Dataset rows on object pointing:
>> Begin
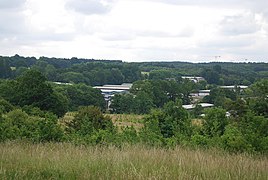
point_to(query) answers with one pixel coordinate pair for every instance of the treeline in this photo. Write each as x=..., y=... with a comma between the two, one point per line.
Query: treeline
x=90, y=72
x=32, y=89
x=214, y=73
x=166, y=127
x=99, y=72
x=30, y=107
x=147, y=94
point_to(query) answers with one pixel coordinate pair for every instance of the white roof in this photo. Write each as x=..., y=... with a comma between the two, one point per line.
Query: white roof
x=192, y=106
x=232, y=87
x=114, y=87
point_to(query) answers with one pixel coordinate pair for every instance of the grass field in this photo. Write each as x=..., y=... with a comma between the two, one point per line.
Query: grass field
x=66, y=161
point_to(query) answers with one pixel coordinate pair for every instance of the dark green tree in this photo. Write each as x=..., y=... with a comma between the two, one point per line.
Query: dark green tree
x=90, y=119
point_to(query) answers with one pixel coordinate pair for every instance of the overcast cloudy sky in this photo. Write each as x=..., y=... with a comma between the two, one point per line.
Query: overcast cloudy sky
x=136, y=30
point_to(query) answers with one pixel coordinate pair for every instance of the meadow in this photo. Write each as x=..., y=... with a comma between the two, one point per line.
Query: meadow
x=23, y=160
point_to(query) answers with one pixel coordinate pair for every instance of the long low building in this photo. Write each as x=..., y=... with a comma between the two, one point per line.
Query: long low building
x=192, y=106
x=108, y=91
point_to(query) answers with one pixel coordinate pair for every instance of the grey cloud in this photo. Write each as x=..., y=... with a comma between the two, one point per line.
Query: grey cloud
x=11, y=4
x=240, y=24
x=229, y=42
x=127, y=34
x=184, y=32
x=89, y=7
x=12, y=23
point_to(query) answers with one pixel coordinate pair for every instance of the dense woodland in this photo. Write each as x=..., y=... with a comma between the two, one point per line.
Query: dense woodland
x=31, y=104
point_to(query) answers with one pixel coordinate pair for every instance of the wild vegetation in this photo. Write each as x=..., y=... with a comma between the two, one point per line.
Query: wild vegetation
x=22, y=160
x=146, y=134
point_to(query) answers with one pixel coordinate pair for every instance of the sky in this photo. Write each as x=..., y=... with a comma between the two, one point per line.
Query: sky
x=136, y=30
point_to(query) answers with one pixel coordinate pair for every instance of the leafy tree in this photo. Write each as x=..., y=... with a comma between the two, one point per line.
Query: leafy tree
x=233, y=140
x=172, y=120
x=142, y=103
x=5, y=106
x=90, y=119
x=122, y=103
x=5, y=70
x=214, y=122
x=81, y=95
x=32, y=89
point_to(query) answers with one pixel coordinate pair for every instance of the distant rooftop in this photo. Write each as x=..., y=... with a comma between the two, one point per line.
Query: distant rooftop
x=233, y=87
x=192, y=106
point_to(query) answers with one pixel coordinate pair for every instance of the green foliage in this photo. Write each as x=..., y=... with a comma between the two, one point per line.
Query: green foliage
x=172, y=120
x=32, y=89
x=214, y=122
x=233, y=140
x=81, y=95
x=90, y=119
x=19, y=125
x=5, y=106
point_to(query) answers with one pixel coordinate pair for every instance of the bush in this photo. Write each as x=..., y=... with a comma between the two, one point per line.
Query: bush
x=90, y=119
x=5, y=106
x=234, y=141
x=19, y=125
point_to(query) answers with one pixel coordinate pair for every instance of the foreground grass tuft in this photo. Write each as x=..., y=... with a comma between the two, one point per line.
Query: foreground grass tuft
x=66, y=161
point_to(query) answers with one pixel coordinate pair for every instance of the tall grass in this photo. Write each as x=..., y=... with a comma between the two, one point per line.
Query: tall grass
x=66, y=161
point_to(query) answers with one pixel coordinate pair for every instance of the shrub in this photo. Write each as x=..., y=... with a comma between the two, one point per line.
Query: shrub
x=233, y=140
x=89, y=119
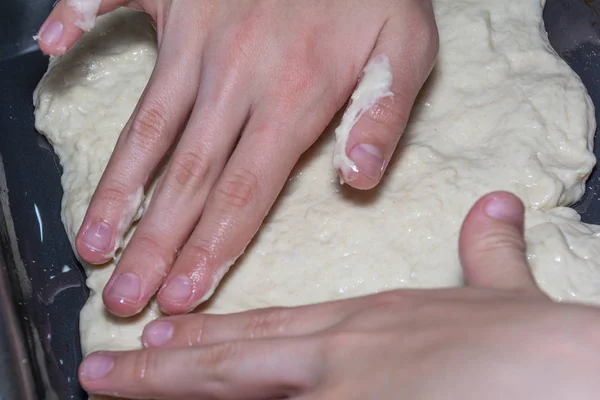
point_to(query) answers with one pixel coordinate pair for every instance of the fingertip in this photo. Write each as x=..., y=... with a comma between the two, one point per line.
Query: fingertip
x=369, y=163
x=157, y=333
x=496, y=206
x=123, y=295
x=95, y=243
x=175, y=295
x=504, y=206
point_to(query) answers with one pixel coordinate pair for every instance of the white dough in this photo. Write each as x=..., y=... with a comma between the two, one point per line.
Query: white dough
x=375, y=85
x=85, y=12
x=501, y=111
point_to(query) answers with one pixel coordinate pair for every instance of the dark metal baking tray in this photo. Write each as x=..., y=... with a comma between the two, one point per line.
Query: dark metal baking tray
x=39, y=340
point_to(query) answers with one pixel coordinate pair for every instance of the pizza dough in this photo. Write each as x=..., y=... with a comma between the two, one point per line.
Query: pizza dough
x=501, y=111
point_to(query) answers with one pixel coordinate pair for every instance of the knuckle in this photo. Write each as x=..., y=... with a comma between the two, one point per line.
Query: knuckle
x=220, y=356
x=239, y=189
x=197, y=334
x=111, y=194
x=199, y=251
x=266, y=323
x=336, y=343
x=144, y=369
x=494, y=240
x=148, y=127
x=153, y=247
x=390, y=113
x=189, y=170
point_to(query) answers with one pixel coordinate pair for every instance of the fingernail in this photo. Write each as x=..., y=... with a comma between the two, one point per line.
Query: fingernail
x=506, y=208
x=96, y=366
x=98, y=237
x=51, y=33
x=368, y=159
x=126, y=288
x=178, y=289
x=157, y=334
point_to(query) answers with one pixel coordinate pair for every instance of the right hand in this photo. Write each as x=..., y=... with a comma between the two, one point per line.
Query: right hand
x=498, y=338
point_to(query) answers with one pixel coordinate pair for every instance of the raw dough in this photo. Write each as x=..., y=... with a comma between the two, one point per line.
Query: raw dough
x=500, y=112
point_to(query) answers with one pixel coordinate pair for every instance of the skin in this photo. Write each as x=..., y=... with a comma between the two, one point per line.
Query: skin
x=497, y=338
x=240, y=89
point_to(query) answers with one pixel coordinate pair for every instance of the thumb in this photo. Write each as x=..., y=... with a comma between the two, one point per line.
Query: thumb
x=380, y=106
x=69, y=20
x=492, y=245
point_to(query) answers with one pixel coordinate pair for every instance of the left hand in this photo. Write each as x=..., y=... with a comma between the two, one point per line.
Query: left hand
x=239, y=91
x=496, y=339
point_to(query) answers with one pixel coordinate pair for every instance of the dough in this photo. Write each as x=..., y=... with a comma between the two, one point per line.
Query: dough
x=501, y=111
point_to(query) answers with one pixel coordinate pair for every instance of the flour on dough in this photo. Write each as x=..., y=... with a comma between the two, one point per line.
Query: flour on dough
x=501, y=111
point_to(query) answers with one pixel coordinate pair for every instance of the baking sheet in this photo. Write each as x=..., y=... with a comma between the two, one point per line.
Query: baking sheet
x=48, y=285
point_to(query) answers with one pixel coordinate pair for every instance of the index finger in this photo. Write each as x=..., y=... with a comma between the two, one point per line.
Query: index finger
x=233, y=370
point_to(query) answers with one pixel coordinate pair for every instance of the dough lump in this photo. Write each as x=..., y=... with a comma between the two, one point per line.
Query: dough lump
x=501, y=111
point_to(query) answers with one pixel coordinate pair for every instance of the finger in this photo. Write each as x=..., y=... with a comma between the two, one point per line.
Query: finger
x=205, y=329
x=381, y=104
x=492, y=246
x=255, y=174
x=69, y=20
x=178, y=201
x=155, y=123
x=234, y=370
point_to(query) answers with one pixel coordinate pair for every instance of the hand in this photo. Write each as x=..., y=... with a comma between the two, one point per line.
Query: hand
x=497, y=338
x=250, y=85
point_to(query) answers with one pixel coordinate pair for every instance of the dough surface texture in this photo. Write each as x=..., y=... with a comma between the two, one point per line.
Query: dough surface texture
x=501, y=111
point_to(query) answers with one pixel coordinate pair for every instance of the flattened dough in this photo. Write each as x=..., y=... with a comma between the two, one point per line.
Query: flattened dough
x=500, y=112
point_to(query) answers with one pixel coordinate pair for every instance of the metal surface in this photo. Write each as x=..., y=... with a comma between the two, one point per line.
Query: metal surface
x=16, y=375
x=48, y=287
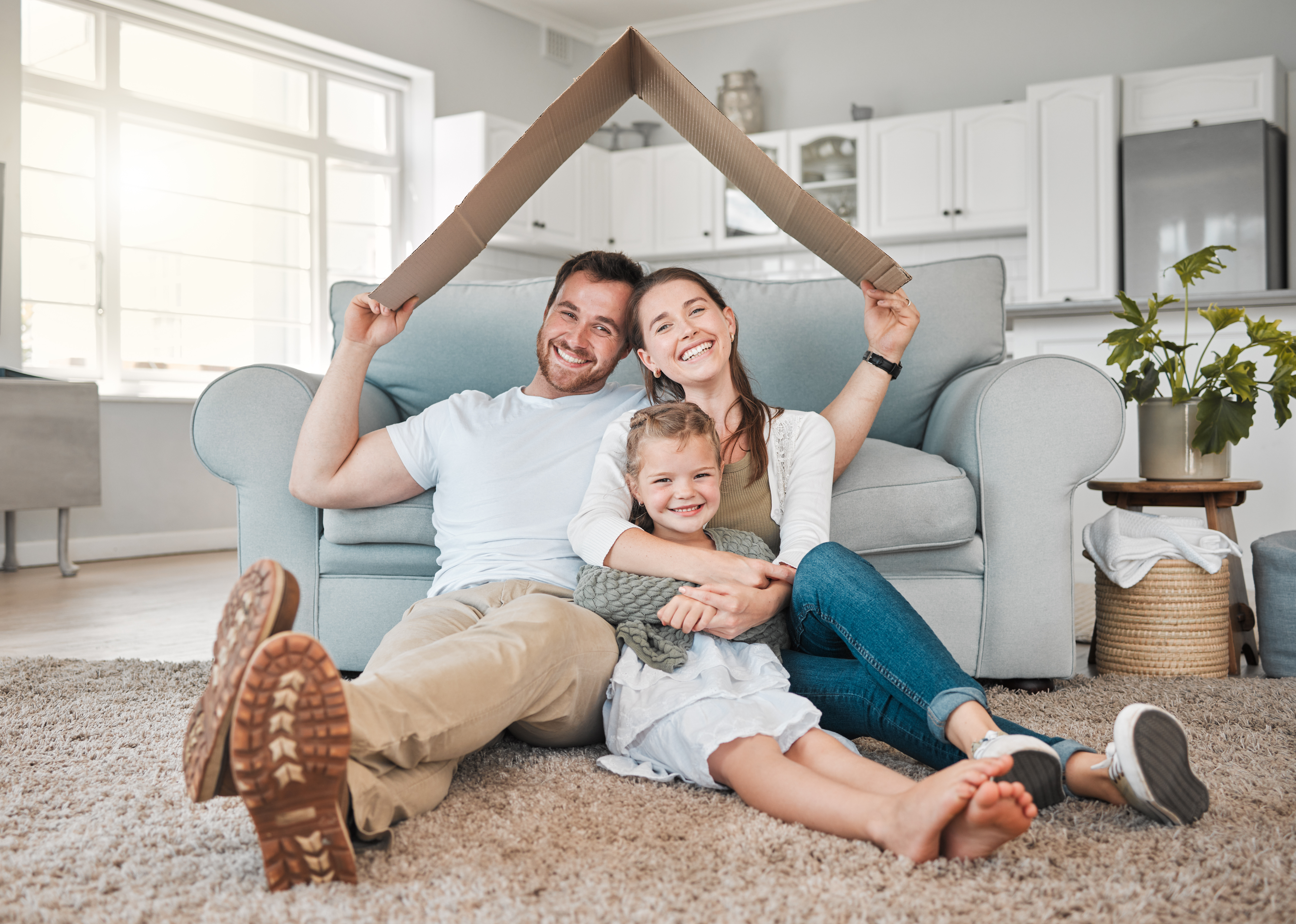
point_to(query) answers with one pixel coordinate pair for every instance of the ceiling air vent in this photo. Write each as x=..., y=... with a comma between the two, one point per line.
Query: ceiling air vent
>> End
### [Instruction]
Rewrite the rows from the start through the line with "x=114, y=87", swapping "photo" for "image" and leaving everything else as it is. Leave the pictures out.

### [Result of the task]
point_to(query) answers with one pixel coordinate pair for every instance of the treeline in this image. Write each as x=..., y=... with a comma between the two, one point per line.
Query: treeline
x=90, y=72
x=32, y=89
x=214, y=73
x=166, y=127
x=99, y=72
x=30, y=107
x=147, y=94
point_to(query) answers with one pixel coordinate pair for every instance of the white roof in this image. Write each as x=..., y=... with a comma between the two, one point per line.
Query: white roof
x=192, y=106
x=232, y=87
x=114, y=87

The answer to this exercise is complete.